- **STATED GOAL 1**
In the listing, change "green foliage" to "green leaves" in the stretch from the line containing "Where is the pine" through the line containing "left=0, top=151, right=150, bottom=200". Give back only those lines, with nothing else altered.

-- Start of TEXT PROVIDED --

On any given position any of these 8 no's can be present. So total combinations = 8x8x8x8
To find one or more of even no's lets look at possibility where no even nos are present on any location.
So only 3,5,7,9 can be used on any given location giving us total of 4x4x4x4 combos

So the probability of getting non-even no's on all 4 locations is (4x4x4x4)/(8x8x8x8) = 1/16
Means that probability of *not* getting "non-even on all 4 locations" = 1-1/16 = 15/16

but not getting "non-even on all 4 locations" means getting even on one or more locations. Hence probability = 15/16

man... I've got to remember that 0 is an even number!! I was stuck on this problem for 10 minutes, and my first approach was the correct one... I just counted the possibility of an even as 3/8 rather than 1/2 because I neglected that zero!

I have a difficulty in understanding the above.
A safe code consists of 4 digits.
Can 0 be at the first place???

-- End of TEXT PROVIDED --

- **STATED GOAL 2**
Answer these questions about the forum thread on the safe code:
(a) How many digits does the safe code consist of?
(b) Which digits are named as the only ones usable when no even digit is present?
(c) For how many minutes was one poster stuck on the problem?

-- Start of EXERCISE MATERIAL --

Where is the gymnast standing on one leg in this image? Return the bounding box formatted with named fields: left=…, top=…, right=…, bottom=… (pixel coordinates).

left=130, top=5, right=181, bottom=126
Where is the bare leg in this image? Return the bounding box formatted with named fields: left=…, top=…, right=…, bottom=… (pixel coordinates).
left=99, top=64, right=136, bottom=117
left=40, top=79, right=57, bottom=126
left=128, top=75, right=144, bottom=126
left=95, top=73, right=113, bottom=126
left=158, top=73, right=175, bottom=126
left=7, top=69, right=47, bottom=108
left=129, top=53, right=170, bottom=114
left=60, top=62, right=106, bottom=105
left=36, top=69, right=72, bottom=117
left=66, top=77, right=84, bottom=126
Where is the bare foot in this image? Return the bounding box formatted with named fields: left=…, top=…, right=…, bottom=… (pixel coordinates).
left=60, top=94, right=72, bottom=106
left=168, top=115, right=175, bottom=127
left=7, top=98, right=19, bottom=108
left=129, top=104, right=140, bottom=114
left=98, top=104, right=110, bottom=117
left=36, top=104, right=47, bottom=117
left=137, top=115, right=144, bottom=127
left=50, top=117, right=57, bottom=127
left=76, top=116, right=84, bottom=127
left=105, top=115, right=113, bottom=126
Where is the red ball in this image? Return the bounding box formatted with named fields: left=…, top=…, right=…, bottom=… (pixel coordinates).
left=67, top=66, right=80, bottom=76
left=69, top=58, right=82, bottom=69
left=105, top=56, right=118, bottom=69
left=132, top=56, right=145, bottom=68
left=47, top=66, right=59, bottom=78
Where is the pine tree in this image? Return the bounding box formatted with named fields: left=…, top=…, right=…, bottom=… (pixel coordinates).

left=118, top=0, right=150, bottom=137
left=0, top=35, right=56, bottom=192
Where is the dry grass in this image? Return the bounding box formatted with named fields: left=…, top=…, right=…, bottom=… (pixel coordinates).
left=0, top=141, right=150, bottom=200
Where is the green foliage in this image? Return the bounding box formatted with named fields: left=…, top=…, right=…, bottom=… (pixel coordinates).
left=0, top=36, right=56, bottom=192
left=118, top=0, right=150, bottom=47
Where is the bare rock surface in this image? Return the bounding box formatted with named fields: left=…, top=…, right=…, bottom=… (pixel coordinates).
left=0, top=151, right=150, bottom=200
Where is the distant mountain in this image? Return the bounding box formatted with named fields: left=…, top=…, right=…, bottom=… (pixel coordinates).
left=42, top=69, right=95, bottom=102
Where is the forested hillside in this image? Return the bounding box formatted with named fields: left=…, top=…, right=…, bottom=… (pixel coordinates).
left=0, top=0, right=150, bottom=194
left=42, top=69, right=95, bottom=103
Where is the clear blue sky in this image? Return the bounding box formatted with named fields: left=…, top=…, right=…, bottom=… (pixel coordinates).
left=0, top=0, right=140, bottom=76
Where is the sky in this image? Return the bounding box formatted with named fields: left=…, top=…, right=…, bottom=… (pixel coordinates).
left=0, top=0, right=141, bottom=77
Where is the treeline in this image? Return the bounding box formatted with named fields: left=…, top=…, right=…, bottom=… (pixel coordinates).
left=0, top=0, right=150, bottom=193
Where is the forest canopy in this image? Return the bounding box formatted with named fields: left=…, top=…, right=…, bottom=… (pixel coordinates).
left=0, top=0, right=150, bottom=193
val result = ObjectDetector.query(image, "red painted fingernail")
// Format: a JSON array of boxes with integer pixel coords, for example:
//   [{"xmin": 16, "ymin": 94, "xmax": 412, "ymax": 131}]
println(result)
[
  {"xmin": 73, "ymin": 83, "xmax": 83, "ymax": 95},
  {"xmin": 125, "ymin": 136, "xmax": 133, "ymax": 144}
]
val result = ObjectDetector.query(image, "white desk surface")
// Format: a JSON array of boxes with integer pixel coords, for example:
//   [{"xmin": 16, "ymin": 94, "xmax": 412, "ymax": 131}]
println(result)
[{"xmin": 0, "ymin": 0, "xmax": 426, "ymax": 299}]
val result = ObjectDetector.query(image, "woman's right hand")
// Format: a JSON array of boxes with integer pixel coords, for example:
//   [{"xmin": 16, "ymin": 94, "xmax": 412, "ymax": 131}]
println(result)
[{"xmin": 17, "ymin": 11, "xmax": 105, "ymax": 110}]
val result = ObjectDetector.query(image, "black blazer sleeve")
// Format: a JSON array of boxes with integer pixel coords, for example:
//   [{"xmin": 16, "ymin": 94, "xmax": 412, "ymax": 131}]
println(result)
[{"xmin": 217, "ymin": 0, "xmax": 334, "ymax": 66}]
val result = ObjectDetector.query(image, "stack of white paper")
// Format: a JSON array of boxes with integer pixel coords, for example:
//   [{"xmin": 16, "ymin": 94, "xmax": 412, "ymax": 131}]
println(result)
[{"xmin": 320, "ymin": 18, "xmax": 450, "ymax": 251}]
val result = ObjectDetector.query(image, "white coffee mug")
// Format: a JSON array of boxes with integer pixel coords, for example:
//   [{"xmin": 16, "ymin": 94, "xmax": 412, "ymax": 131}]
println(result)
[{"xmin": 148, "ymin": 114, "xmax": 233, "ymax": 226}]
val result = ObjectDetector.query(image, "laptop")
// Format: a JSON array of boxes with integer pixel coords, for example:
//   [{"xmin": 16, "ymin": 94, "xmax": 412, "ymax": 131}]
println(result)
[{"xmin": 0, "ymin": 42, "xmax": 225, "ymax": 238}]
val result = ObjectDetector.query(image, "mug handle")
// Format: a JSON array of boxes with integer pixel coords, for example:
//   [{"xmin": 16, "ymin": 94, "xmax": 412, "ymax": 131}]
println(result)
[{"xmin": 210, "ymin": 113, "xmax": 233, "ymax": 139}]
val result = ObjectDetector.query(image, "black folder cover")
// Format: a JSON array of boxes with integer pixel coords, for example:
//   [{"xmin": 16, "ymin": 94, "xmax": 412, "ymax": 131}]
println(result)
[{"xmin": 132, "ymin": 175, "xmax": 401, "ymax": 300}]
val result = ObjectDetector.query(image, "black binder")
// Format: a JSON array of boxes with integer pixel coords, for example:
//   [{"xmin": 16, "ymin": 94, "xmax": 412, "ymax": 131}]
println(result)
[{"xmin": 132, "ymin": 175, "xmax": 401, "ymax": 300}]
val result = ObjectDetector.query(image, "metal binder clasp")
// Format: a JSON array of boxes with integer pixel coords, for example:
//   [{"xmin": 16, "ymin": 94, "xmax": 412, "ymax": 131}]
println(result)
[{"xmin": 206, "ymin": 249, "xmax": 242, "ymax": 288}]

-- End of EXERCISE MATERIAL --

- **TASK RESULT 1**
Where is the pine tree in this image? Return the bounding box formatted with named fields: left=…, top=…, right=…, bottom=… (pixel coordinates).

left=118, top=0, right=150, bottom=137
left=0, top=35, right=56, bottom=192
Where is the dry grass in this image? Return the bounding box formatted with named fields: left=…, top=…, right=…, bottom=… (pixel coordinates).
left=0, top=141, right=150, bottom=200
Where is the green leaves in this image? Return the bounding box formatted with named fields: left=…, top=…, right=…, bottom=… (pixel coordinates).
left=0, top=36, right=56, bottom=192
left=118, top=0, right=150, bottom=47
Where is the bare rock surface in this image? Return the bounding box formatted with named fields: left=…, top=…, right=…, bottom=… (pixel coordinates).
left=0, top=151, right=150, bottom=200

- **TASK RESULT 2**
(a) 4 digits.
(b) 3, 5, 7 and 9.
(c) 10 minutes.